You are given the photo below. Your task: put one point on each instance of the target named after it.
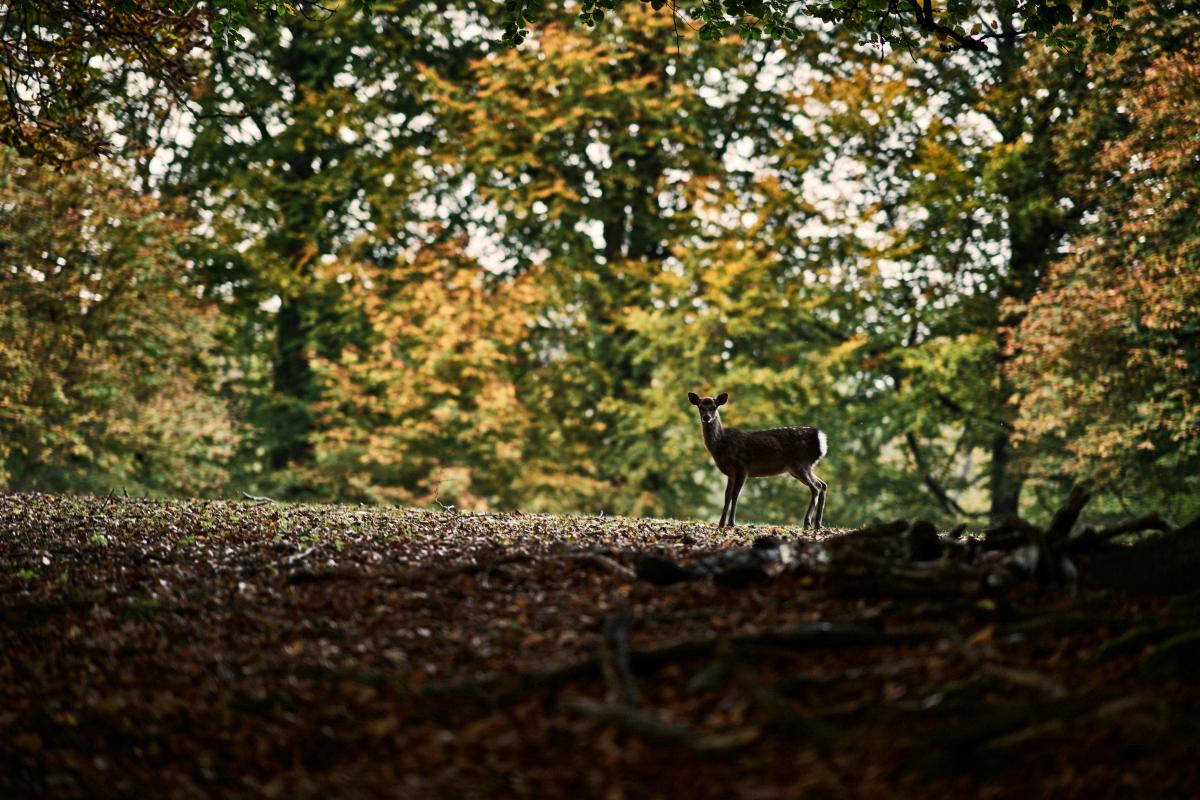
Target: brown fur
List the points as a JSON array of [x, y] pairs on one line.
[[741, 455]]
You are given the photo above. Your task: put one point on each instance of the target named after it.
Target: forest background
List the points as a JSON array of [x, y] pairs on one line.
[[378, 257]]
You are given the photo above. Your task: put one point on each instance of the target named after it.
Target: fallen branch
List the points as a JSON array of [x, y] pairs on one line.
[[618, 677], [659, 731], [1066, 517]]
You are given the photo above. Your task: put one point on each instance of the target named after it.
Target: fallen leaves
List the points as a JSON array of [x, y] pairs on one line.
[[250, 649]]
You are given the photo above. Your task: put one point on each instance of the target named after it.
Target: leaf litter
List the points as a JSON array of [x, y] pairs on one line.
[[256, 649]]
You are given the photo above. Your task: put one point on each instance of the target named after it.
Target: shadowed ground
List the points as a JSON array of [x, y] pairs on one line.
[[240, 649]]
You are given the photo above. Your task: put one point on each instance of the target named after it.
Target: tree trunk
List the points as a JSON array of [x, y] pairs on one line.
[[293, 386]]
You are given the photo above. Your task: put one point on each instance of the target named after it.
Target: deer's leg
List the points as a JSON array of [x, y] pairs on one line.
[[807, 477], [738, 481], [729, 493], [825, 488]]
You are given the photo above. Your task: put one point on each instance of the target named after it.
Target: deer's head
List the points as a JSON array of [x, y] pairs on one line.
[[707, 405]]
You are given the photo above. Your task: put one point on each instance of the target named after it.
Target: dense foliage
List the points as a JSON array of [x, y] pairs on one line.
[[383, 260]]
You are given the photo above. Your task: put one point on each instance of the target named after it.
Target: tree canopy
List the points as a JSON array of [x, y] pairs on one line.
[[61, 60]]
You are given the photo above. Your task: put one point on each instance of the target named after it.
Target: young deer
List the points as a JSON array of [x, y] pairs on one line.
[[759, 453]]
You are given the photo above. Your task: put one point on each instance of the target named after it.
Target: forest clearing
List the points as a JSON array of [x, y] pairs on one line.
[[257, 649]]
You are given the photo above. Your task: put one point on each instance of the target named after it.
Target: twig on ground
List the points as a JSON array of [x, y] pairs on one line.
[[659, 731]]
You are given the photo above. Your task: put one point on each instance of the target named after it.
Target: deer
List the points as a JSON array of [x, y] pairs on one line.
[[760, 453]]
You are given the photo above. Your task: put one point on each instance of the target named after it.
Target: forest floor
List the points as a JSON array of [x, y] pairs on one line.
[[192, 649]]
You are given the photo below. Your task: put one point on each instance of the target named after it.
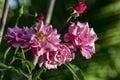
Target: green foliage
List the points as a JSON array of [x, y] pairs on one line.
[[103, 15]]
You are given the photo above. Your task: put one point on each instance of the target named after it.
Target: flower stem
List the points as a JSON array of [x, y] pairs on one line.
[[36, 58], [68, 66], [47, 22], [20, 14], [13, 59], [26, 64], [3, 18], [65, 23], [5, 54], [49, 13]]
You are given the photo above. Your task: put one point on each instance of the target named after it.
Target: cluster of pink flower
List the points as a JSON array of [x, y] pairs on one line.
[[44, 41]]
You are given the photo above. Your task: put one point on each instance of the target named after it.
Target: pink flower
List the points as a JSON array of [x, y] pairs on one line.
[[44, 39], [80, 7], [40, 17], [19, 37], [82, 37], [53, 59]]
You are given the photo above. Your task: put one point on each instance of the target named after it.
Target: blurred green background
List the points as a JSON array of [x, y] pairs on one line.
[[102, 15]]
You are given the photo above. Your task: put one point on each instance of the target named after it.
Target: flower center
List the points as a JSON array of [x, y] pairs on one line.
[[40, 36]]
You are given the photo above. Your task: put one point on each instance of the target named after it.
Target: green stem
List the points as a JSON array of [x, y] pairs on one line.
[[21, 13], [26, 64], [68, 66], [65, 23], [13, 59], [6, 53]]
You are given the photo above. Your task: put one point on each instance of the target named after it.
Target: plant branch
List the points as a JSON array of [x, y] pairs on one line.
[[47, 22], [50, 11], [3, 18]]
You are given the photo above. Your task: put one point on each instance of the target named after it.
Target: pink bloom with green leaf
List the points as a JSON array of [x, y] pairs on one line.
[[44, 39], [52, 59], [80, 7], [82, 37], [19, 37]]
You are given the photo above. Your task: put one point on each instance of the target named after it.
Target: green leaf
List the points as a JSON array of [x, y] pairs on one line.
[[37, 74], [32, 66], [3, 67], [77, 73]]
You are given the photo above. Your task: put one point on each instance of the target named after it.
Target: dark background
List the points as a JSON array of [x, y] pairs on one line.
[[102, 15]]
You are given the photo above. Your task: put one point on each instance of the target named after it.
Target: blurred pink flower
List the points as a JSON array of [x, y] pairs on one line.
[[40, 17], [82, 37], [19, 37], [80, 7], [52, 59], [44, 39]]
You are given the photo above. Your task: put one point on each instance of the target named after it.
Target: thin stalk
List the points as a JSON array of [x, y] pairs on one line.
[[67, 65], [5, 54], [50, 11], [13, 59], [26, 64], [47, 22], [65, 23], [3, 18]]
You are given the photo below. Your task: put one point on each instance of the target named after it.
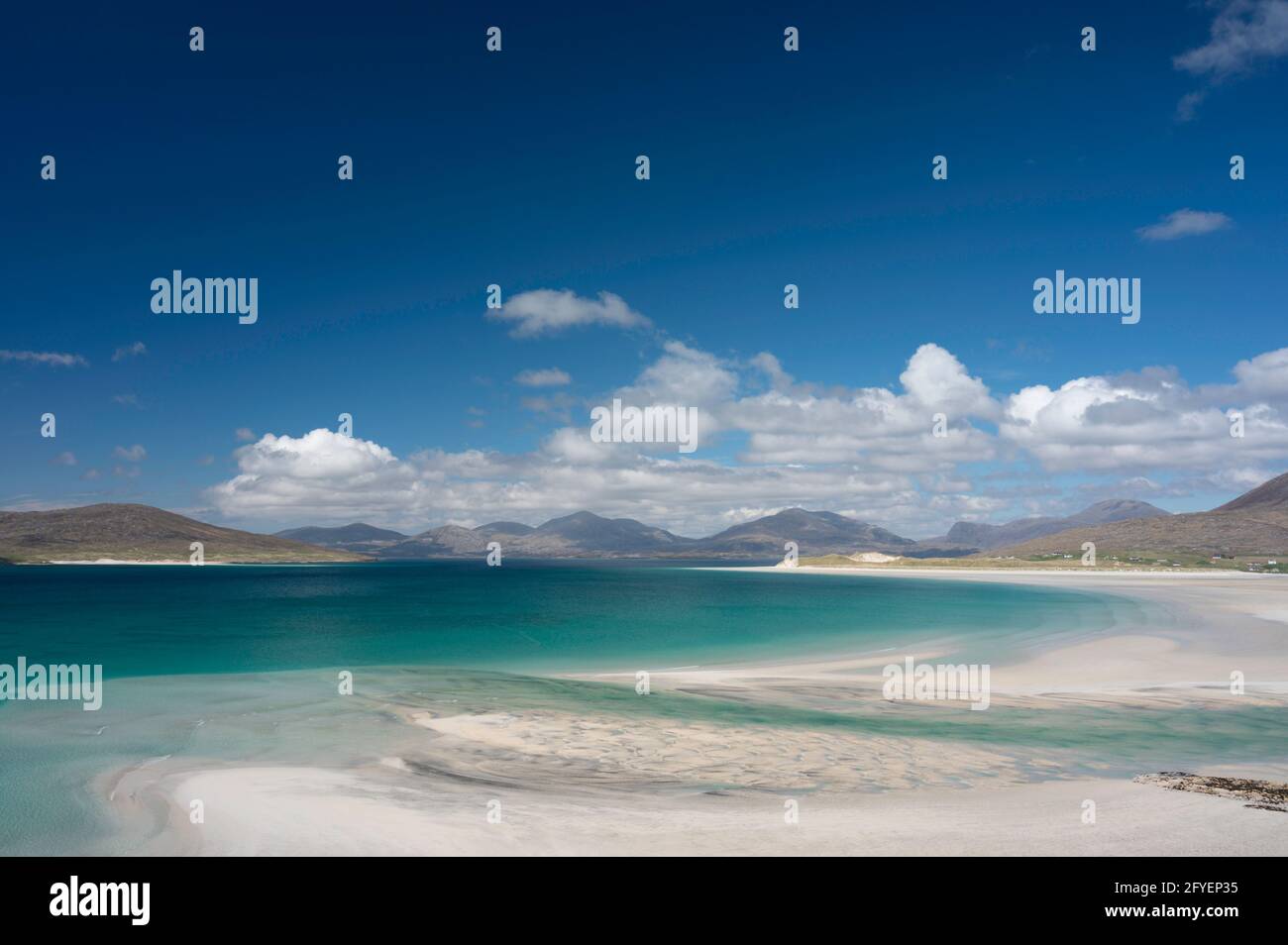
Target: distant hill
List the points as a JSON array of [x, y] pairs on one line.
■ ■ ■ ■ ■
For each line of the entries that holds the word "background", pull that line out.

**EXERCISE RESPONSE:**
Target: forest background
Target: blurred green background
Target: dark background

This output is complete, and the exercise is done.